GOAL OF THE EXERCISE —
Those lines of the records that contain "tight" are to be located and copied.

[DATA SECTION Boundary: Start]

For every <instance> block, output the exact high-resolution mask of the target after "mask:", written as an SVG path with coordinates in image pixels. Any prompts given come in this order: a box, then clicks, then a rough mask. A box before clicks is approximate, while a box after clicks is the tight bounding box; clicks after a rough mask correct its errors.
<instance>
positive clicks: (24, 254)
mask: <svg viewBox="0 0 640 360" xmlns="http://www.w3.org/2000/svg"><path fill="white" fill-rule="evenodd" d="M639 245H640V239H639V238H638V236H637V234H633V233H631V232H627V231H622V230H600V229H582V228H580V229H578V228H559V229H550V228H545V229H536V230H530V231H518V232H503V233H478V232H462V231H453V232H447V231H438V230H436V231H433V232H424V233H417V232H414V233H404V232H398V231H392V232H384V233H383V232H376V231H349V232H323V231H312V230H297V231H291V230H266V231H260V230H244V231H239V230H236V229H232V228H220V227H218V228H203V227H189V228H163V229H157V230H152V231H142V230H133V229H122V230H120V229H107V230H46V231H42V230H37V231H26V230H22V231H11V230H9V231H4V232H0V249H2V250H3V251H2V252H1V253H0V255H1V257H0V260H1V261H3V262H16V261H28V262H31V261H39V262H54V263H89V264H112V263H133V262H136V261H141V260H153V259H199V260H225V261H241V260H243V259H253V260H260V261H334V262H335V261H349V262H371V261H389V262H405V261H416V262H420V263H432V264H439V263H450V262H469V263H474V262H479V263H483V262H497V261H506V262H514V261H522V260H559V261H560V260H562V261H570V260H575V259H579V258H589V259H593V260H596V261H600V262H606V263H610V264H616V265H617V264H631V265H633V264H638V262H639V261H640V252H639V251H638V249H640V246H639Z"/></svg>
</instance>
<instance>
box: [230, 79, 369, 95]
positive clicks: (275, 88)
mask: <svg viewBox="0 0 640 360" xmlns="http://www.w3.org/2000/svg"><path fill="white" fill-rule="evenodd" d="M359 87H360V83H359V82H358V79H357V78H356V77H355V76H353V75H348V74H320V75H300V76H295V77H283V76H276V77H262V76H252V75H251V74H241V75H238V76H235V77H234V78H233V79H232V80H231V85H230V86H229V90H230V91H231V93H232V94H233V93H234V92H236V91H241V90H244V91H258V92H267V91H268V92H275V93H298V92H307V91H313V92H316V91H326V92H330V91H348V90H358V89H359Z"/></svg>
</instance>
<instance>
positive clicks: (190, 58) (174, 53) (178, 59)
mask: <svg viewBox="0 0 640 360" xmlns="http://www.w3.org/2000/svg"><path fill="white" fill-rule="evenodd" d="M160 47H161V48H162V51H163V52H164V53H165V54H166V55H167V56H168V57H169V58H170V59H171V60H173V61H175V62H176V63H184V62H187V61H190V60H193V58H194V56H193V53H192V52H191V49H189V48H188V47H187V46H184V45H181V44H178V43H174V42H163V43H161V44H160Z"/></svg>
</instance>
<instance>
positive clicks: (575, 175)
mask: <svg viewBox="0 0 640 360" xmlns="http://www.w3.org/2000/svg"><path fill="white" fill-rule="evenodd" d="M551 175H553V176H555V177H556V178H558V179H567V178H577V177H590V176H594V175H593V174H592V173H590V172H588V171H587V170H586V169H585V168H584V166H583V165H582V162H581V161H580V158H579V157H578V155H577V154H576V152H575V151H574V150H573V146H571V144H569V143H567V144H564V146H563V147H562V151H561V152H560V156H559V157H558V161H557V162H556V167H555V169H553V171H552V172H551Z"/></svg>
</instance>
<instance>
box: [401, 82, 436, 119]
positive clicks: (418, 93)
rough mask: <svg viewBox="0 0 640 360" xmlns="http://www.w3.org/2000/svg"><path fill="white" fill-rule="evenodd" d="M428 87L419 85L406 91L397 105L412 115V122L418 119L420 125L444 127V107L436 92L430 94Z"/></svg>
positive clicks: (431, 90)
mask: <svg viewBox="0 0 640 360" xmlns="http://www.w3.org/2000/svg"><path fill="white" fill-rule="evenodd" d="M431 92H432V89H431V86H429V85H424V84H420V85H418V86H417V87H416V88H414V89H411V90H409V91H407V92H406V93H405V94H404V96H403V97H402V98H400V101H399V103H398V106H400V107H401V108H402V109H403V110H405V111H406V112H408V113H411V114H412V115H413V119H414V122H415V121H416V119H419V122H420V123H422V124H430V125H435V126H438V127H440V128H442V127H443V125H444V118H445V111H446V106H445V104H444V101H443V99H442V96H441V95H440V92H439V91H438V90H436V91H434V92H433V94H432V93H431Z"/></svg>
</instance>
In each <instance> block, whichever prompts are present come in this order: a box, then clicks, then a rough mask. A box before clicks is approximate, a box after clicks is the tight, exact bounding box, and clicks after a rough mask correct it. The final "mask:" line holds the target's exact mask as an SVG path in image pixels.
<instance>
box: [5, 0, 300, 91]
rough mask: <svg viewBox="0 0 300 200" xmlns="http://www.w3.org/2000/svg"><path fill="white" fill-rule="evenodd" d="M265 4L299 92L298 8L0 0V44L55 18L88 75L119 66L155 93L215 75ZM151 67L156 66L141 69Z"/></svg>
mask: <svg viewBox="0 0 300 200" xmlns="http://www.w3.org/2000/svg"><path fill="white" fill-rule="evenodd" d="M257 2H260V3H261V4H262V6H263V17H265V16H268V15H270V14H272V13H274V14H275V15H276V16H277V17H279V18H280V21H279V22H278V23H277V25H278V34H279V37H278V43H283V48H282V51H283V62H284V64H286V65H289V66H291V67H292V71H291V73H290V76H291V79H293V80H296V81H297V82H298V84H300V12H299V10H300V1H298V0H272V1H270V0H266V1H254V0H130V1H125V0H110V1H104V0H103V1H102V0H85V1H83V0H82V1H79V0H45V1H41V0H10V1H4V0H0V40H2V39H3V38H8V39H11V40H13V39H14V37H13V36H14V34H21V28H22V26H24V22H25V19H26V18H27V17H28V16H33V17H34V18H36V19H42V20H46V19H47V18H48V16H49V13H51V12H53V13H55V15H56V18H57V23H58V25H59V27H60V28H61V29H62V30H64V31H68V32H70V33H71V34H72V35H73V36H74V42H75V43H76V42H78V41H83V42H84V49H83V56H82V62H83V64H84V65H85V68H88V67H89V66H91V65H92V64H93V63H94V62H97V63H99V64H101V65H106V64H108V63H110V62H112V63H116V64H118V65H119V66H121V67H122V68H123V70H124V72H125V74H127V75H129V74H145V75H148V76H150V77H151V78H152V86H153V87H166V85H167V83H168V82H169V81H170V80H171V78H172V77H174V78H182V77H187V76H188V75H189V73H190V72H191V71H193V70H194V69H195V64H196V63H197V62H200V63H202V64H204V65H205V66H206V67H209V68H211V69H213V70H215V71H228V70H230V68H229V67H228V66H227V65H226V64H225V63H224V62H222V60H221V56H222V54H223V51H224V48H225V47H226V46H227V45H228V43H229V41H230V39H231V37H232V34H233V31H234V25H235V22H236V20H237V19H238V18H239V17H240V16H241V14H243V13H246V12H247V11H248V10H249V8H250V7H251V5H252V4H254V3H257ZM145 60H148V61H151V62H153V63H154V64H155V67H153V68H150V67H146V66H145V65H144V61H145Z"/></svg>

[DATA SECTION Boundary: End]

TASK OUTPUT —
For every <instance> block, output the exact high-resolution mask of the target after "mask:", written as an SVG path with coordinates in image pixels. Any prompts given come in this order: a box, then clicks, then a rough mask. A box before clicks is approximate, while a box after clicks is the tight bounding box; clicks after a rough mask correct its errors.
In each <instance> block, whichever prompts are present come in this order: a box, then clicks, then a rough mask. A box before clicks is approximate, a box after clicks is the tight, exact bounding box, and clicks after a rough mask correct it. The final "mask:" line holds the target's exact mask as an SVG path in image pixels.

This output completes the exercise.